HOW TO COMPLETE THIS TASK — Reproduce the listing below exactly, except for its pictures.
▼▼▼
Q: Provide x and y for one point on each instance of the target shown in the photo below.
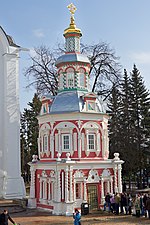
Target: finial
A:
(72, 9)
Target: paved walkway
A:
(36, 217)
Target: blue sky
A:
(123, 24)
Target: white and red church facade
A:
(73, 146)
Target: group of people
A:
(125, 203)
(5, 217)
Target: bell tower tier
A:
(73, 67)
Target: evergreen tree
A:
(114, 124)
(126, 130)
(140, 119)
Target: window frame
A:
(94, 142)
(63, 144)
(45, 140)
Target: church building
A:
(73, 165)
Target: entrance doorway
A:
(92, 197)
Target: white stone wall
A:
(12, 185)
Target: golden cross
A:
(72, 8)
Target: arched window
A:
(70, 78)
(82, 78)
(61, 84)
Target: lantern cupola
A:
(73, 67)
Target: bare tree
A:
(105, 68)
(43, 72)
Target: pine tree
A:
(114, 123)
(126, 131)
(140, 119)
(29, 134)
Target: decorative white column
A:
(45, 189)
(87, 143)
(97, 142)
(102, 191)
(66, 185)
(74, 187)
(112, 185)
(119, 179)
(71, 147)
(71, 187)
(62, 187)
(108, 186)
(58, 187)
(49, 190)
(79, 145)
(41, 188)
(85, 192)
(59, 138)
(52, 145)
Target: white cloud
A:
(141, 57)
(38, 33)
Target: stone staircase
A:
(13, 206)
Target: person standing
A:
(4, 217)
(107, 200)
(148, 206)
(77, 217)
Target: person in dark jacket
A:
(148, 206)
(77, 217)
(4, 217)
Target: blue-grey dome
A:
(72, 101)
(74, 57)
▲▲▲
REPLY TO THE TASK —
Q: Provide x and y for one point on each instance of the target shown in the photo below.
Target: finial
A:
(72, 9)
Target: paved walkway
A:
(36, 217)
Target: blue sky
A:
(123, 24)
Target: white and red church facade
A:
(73, 146)
Target: group of people
A:
(125, 203)
(5, 217)
Target: bell tower tier
A:
(73, 67)
Target: evergreen tree
A:
(114, 124)
(126, 130)
(140, 119)
Target: window frame
A:
(94, 142)
(63, 144)
(45, 140)
Target: church building
A:
(73, 165)
Target: entrance doorway
A:
(92, 197)
Target: white stone wall
A:
(12, 185)
Target: golden cross
A:
(72, 8)
Target: arched window
A:
(70, 78)
(82, 78)
(61, 84)
Target: lantern cupola
A:
(73, 67)
Target: bare tree
A:
(105, 68)
(43, 72)
Target: pine tree
A:
(114, 123)
(126, 131)
(140, 119)
(29, 134)
Target: decorative white column
A:
(45, 189)
(87, 143)
(97, 142)
(102, 191)
(66, 185)
(74, 187)
(112, 185)
(119, 179)
(71, 147)
(71, 187)
(62, 187)
(108, 186)
(58, 187)
(49, 190)
(79, 145)
(41, 188)
(85, 192)
(59, 138)
(52, 145)
Target: white cloud
A:
(141, 57)
(38, 33)
Target: stone staircase
A:
(13, 206)
Target: person standing
A:
(4, 217)
(107, 200)
(148, 206)
(77, 217)
Target: person in dark jacket
A:
(148, 206)
(77, 217)
(4, 217)
Target: blue-grey dome
A:
(72, 101)
(74, 57)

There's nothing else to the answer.